Top of SOURCE PASSAGE

The Year of the Tiger was as wild as the beast itself. It started with restricting our movement (lockdowns) and was dominant in heeding to its call. The tiger called for change; new normal some say. The year was dominated by the roar for change.
The mighty king of the wild called for reform and transformation suiting the needs and demands of the 21st century. Change was what we witnessed – whether in the way we function or the greater world order getting disrupted. Indeed, it was a year of change with a hope for a better world.
Far away from the mountains we saw how globalised the world was. The ripple effect of the Russian invasion of Ukraine, this time last year, was felt in tiny Bhutan. In fact, it was badly felt as fuel prices shot up and disturbance in logistics affected the price of essentials like wheat and cooking oil. The message from the tiger was to be prepared for shake ups.
As we bid goodbye to the roaring tiger and welcome the milder rabbit, what can we expect? Will it be a milder or a restful year? The rabbit is considered the luckiest animal in the Chinese Zodiac. It is expected to bring prosperity, hope and calm. If the rabbit can stay true to what it can do, we look forward to a good year.

Bottom of SOURCE PASSAGE

▶ WHAT YOU NEED TO DO
**1)** Give the part of the passage on the Year of the Tiger that opens with the words containing "The Year of" and closes with "a better world.", swapping "reform" for "renewal".
**2)** Extend the passage on the Year of the Tiger by continuing it from its final sentence.

Top of GIVEN ENTRIES

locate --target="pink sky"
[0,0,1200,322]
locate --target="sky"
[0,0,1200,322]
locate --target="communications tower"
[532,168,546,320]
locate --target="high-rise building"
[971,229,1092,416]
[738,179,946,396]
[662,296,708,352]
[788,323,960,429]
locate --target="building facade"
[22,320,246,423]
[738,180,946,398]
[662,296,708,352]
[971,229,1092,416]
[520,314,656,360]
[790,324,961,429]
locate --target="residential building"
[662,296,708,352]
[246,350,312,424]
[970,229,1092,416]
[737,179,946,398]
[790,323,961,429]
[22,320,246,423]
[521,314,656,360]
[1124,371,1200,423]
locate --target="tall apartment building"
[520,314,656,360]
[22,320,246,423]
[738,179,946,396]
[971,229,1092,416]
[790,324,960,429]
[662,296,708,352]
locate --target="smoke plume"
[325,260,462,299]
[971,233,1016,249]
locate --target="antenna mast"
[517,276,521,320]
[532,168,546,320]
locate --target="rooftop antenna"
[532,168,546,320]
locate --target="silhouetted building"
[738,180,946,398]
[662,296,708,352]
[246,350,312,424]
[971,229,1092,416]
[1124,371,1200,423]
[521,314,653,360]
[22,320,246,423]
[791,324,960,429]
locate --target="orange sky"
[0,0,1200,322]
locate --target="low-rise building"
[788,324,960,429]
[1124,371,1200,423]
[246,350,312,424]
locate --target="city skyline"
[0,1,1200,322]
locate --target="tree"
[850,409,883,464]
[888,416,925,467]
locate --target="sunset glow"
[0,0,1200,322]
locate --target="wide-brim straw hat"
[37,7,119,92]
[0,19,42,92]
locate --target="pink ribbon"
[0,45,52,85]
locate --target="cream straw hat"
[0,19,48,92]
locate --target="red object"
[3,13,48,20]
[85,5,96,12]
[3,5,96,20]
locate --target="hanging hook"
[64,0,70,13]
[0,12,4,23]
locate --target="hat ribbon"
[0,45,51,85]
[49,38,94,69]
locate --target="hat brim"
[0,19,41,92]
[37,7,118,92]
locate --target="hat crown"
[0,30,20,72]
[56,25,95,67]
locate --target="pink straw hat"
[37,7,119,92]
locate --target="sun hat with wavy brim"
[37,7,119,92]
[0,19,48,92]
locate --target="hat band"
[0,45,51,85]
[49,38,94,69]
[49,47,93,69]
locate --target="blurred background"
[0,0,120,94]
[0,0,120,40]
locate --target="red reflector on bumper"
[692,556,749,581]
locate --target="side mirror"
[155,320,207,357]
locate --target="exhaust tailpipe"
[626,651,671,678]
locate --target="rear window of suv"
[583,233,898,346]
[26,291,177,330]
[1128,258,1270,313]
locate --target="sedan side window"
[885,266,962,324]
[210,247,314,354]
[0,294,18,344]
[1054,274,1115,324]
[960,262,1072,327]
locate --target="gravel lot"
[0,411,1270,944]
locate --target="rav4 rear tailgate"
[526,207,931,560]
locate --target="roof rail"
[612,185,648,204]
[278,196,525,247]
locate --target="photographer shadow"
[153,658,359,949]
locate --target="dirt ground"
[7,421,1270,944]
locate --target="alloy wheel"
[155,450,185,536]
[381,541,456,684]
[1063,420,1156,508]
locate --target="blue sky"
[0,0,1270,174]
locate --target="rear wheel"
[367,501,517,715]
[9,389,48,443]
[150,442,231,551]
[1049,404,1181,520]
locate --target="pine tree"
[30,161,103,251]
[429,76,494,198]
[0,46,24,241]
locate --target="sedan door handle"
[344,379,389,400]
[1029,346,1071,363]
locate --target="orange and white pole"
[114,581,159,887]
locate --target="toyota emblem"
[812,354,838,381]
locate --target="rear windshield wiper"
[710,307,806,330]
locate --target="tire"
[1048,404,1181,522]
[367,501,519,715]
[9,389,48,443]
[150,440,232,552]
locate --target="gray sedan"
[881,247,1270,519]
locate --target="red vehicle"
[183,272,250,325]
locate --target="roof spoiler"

Bottom of GIVEN ENTRIES

▶ ANSWERS BY ITEM NUMBER
**1)**
The Year of the Tiger was as wild as the beast itself. It started with restricting our movement (lockdowns) and was dominant in heeding to its call. The tiger called for change; new normal some say. The year was dominated by the roar for change.
The mighty king of the wild called for renewal and transformation suiting the needs and demands of the 21st century. Change was what we witnessed – whether in the way we function or the greater world order getting disrupted. Indeed, it was a year of change with a hope for a better world.

**2)**
But the rabbit in Bhutan, as far as we know, will be as busy as the busy bunny. There is no time to rest. It will be one of the busiest years for the rabbit. We have two elections lined up. As the rabbit leaps to the second quarter of the year, we would have elected new National Council members. And with five political parties registered to contest the 2023-24 Assembly election, it will not be a mild or a restful year.
We will also be in the 13th Five Year Plan with a new government preparing us to graduate from the group of least developed countries to a middle income country. If we can like what the rabbit personifies, gently and quickly navigate the problems surrounding us, it will be a much chiller, restful and successful year.
It is, however, easier said than done. Our astrologers predict that there will be threats from diseases and economic hurdles. These are some of the realities for us to tackle. We have just managed to escape, largely unscratched from the Covid-19 pandemic. But with climate change and global warming, threats from human-induced disasters are becoming unpredictable, diseases included.
On the economic front, the discourse among experts is a looming global recession. This could be worsened by the deepening conflict in east Europe. The only consolation is that the rabbit can manage to avoid danger if it can use its speed, agility and nimbleness to defend itself. The rabbit’s personality is interpreted in so many ways. If it symbolises hope, peace and calm, it also means vulnerability. The institute of astrology in Pangrizampa says the year of the Rabbit will be the worst for the elderly people. This is worth noting if not ominous as we hear the old and elderly left alone to fend for themselves in rural Bhutan or called to the urban centres to babysit for office-going parents or those leaving for abroad in search of better opportunities.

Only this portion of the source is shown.